• _Set exercise_: Return exactly the lines from the one containing "wet rock face." through the last line of the records below, both included, and leave out any pictures.

• _Material for the task_:
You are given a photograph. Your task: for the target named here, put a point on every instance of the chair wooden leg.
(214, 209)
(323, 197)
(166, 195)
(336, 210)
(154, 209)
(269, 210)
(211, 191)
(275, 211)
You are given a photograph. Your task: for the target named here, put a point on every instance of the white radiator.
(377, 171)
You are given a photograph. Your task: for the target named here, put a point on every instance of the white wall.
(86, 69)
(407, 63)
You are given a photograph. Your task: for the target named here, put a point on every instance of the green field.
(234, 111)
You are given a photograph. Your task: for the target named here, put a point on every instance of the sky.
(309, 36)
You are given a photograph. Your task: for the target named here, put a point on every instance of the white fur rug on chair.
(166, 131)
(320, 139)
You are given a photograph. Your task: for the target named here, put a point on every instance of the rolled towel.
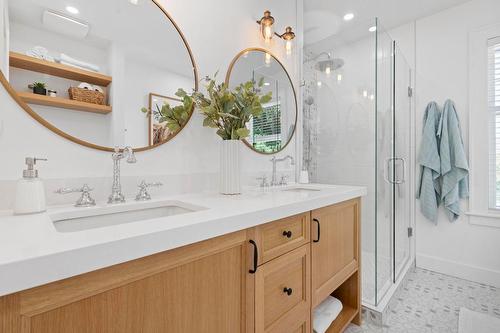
(76, 66)
(67, 59)
(326, 313)
(40, 52)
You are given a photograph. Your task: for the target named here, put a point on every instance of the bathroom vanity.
(258, 262)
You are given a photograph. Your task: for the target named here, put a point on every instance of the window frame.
(480, 212)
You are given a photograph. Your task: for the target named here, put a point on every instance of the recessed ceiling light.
(72, 10)
(348, 16)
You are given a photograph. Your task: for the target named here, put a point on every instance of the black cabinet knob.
(288, 291)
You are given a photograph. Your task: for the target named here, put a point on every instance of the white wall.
(215, 37)
(442, 60)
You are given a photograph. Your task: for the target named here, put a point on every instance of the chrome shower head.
(329, 65)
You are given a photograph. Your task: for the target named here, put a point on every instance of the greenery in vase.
(39, 85)
(174, 117)
(229, 110)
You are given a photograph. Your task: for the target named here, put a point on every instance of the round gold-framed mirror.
(273, 130)
(98, 72)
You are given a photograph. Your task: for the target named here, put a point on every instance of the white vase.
(230, 174)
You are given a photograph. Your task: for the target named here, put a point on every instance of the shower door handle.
(388, 173)
(403, 163)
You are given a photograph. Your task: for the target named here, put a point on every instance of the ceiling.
(325, 17)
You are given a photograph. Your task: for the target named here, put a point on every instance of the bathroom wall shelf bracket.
(64, 103)
(22, 61)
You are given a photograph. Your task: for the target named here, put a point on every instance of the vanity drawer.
(282, 292)
(282, 236)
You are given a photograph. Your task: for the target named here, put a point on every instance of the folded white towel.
(40, 52)
(76, 66)
(67, 59)
(326, 313)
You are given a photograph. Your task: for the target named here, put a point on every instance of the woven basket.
(85, 95)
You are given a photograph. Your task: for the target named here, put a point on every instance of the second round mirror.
(274, 128)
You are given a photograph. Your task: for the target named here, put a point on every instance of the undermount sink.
(98, 217)
(301, 189)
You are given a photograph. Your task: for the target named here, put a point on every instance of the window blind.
(494, 121)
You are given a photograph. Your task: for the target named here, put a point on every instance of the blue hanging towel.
(429, 190)
(454, 166)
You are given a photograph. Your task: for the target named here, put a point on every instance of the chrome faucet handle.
(85, 199)
(143, 194)
(263, 181)
(283, 180)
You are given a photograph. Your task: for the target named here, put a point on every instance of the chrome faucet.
(116, 191)
(275, 160)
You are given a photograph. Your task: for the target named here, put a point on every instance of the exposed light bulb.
(348, 16)
(288, 47)
(72, 10)
(267, 59)
(268, 33)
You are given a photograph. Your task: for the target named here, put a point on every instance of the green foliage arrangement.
(175, 117)
(39, 85)
(228, 110)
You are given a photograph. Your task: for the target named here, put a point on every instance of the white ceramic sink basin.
(301, 189)
(98, 217)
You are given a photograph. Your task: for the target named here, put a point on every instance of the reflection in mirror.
(87, 71)
(274, 128)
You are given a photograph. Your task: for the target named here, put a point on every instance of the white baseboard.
(466, 272)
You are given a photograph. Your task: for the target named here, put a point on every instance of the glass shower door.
(402, 153)
(384, 163)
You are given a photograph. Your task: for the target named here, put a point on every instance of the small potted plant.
(39, 88)
(229, 111)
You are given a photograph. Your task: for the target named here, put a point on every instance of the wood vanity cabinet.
(335, 254)
(196, 288)
(265, 279)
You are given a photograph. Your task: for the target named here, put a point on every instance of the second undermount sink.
(301, 189)
(98, 217)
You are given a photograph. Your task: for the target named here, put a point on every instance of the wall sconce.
(266, 24)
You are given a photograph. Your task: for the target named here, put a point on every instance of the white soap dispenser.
(30, 192)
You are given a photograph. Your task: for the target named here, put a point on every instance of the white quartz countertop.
(33, 252)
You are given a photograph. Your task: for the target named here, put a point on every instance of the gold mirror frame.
(65, 135)
(228, 76)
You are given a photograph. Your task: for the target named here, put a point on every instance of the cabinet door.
(199, 289)
(282, 293)
(335, 252)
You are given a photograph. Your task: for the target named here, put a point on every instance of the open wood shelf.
(64, 103)
(343, 320)
(22, 61)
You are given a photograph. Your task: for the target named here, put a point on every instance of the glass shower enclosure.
(356, 131)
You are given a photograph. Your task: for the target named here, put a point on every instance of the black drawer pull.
(319, 231)
(255, 257)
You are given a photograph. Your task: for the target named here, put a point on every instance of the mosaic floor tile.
(430, 303)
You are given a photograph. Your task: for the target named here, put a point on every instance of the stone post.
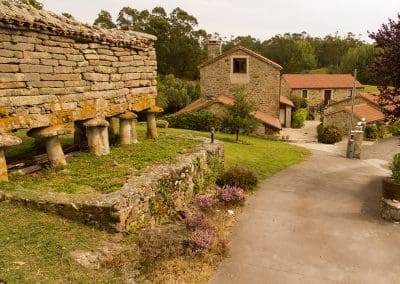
(126, 128)
(80, 139)
(97, 132)
(6, 141)
(151, 122)
(358, 135)
(50, 134)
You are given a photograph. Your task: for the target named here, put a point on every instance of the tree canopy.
(387, 67)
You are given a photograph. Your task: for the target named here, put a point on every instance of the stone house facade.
(365, 107)
(319, 89)
(55, 71)
(240, 68)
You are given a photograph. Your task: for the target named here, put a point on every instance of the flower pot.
(390, 189)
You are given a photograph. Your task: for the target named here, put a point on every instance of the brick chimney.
(213, 48)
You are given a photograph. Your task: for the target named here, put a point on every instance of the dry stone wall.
(48, 79)
(141, 198)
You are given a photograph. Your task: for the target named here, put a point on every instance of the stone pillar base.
(390, 210)
(50, 134)
(97, 132)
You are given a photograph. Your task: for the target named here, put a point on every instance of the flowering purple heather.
(196, 220)
(200, 240)
(230, 194)
(204, 202)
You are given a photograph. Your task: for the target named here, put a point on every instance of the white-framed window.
(239, 65)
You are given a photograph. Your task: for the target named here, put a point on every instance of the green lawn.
(266, 157)
(35, 246)
(86, 173)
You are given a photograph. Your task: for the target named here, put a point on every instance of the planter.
(390, 189)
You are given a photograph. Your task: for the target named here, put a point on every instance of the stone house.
(319, 89)
(365, 107)
(223, 73)
(56, 72)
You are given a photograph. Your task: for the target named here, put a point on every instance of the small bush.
(200, 120)
(395, 128)
(299, 117)
(204, 202)
(383, 131)
(371, 131)
(230, 195)
(196, 221)
(155, 244)
(161, 123)
(395, 167)
(199, 241)
(242, 177)
(329, 134)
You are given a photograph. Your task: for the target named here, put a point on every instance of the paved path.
(316, 222)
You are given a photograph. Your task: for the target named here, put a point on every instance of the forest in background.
(182, 47)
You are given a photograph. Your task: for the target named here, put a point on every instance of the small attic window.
(239, 65)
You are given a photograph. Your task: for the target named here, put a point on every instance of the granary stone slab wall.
(132, 205)
(55, 70)
(261, 82)
(47, 80)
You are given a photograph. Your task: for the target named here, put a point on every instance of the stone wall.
(161, 192)
(48, 79)
(261, 82)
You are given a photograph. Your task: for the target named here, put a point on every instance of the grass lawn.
(370, 89)
(86, 173)
(264, 156)
(35, 246)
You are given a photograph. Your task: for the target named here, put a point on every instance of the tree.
(68, 15)
(361, 58)
(238, 116)
(32, 3)
(387, 67)
(104, 20)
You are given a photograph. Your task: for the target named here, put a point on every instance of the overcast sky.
(259, 18)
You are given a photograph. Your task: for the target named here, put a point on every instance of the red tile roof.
(285, 101)
(368, 112)
(320, 81)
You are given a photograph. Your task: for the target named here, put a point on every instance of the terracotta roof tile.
(370, 113)
(20, 16)
(284, 100)
(320, 81)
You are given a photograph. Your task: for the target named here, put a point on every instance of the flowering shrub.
(230, 194)
(329, 134)
(199, 241)
(196, 220)
(238, 176)
(204, 202)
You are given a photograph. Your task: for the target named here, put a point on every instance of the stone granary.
(223, 73)
(55, 71)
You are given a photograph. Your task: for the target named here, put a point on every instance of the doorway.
(327, 96)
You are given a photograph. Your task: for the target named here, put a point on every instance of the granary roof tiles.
(320, 81)
(21, 16)
(368, 112)
(244, 49)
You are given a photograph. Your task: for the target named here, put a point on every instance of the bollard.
(212, 134)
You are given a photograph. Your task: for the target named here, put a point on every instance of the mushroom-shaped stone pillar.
(126, 128)
(50, 134)
(6, 141)
(151, 121)
(97, 133)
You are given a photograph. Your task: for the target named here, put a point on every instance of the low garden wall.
(161, 192)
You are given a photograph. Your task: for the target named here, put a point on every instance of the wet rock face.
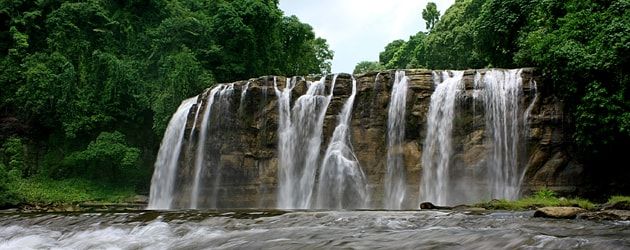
(242, 160)
(559, 212)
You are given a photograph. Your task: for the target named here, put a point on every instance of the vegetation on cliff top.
(87, 87)
(581, 47)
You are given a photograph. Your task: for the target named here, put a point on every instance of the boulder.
(606, 215)
(620, 205)
(559, 212)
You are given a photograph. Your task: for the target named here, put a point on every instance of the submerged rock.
(620, 205)
(606, 215)
(559, 212)
(429, 205)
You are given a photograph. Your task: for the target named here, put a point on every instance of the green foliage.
(108, 158)
(7, 196)
(534, 202)
(72, 190)
(450, 44)
(74, 70)
(431, 15)
(367, 66)
(409, 54)
(12, 152)
(582, 49)
(386, 56)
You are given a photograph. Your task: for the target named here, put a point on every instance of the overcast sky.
(357, 30)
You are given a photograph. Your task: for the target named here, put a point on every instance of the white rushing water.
(500, 93)
(395, 184)
(307, 230)
(342, 183)
(163, 180)
(438, 149)
(243, 96)
(299, 141)
(219, 91)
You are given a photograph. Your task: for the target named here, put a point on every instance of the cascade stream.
(440, 136)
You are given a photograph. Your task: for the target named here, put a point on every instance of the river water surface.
(272, 229)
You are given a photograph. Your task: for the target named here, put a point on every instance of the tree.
(391, 48)
(367, 66)
(431, 15)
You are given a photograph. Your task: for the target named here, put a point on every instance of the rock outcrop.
(559, 212)
(246, 152)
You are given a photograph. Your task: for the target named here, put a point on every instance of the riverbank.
(79, 195)
(48, 195)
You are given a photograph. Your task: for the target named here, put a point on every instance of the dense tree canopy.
(83, 82)
(431, 15)
(367, 66)
(581, 47)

• _Solution below_:
You are given a photograph. Your task: for the target named here, put a point on every instance of the wet rock face.
(242, 160)
(559, 212)
You are given a photograph. Your task: for the target named here, put a point on every instance of the vegetation on cliff top.
(87, 87)
(581, 47)
You are given a photograph. Your task: for the target named here, put a point on every instance of the boulder.
(606, 215)
(620, 205)
(559, 212)
You are given a photograph. Your task: for the target named here, put a point on every instance of the submerged rock.
(620, 205)
(606, 215)
(559, 212)
(429, 205)
You are given a photograph. Your task: for the target named here, put a point on every instance of the green foliage.
(108, 158)
(7, 196)
(534, 202)
(72, 190)
(450, 44)
(74, 70)
(431, 15)
(367, 66)
(409, 54)
(12, 152)
(582, 49)
(386, 56)
You are given a photograph. Your task: for the target named here, put a point on every instance of the overcast sky.
(357, 30)
You are given a photograph. Your task: for the target named here, put a point on every instance of the white rushing water.
(500, 93)
(395, 184)
(307, 230)
(342, 183)
(163, 180)
(438, 149)
(243, 96)
(299, 141)
(219, 91)
You are given a photograph. Your task: for the target named here, put a point on every instance of the cascade stream.
(440, 136)
You are given a photograph. Your task: for the target named here, put a point on every instance of the river water surface.
(272, 229)
You are given a photograph. Your task: for the target named here, put a point on every instance of the tree.
(391, 48)
(367, 66)
(431, 15)
You are given a photograph. Your task: for the target named here, put a point on every instance of the rock outcrop.
(559, 212)
(246, 152)
You are given a photograph. Your task: for the target named here, put a point on every instance of the riverbank.
(79, 195)
(48, 195)
You are given a photograph. Your task: for the target named here, put a point on every instance of the dense tree canopy.
(83, 82)
(431, 15)
(367, 66)
(581, 47)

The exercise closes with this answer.